■ Work instruction: Each line below that includes the word "position" adds one to the count; give that count and nothing else.

━━ Source records ━━

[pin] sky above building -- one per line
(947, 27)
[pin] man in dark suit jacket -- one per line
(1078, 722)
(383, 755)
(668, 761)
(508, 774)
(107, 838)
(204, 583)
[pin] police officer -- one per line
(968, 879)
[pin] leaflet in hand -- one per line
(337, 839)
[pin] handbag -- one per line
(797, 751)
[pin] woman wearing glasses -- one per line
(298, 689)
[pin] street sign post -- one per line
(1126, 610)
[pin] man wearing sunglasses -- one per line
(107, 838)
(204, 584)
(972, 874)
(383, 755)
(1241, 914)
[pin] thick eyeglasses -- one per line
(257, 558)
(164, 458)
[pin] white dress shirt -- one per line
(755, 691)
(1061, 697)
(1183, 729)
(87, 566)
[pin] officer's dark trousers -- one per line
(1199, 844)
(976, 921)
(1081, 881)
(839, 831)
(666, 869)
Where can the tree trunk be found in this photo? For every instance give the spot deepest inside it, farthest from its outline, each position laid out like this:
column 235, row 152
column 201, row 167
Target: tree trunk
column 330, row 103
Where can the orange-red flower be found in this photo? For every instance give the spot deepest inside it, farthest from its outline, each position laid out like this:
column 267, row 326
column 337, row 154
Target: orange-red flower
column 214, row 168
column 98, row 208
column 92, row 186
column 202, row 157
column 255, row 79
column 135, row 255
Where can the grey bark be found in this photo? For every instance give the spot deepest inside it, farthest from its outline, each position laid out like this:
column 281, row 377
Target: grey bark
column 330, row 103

━━━
━━ Source records ━━

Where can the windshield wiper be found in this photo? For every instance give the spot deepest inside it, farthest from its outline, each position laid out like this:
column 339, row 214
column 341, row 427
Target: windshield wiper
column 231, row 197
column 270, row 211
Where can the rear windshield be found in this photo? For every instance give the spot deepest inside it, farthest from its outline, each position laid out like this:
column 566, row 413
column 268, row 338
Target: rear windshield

━━━

■ Your solution: 5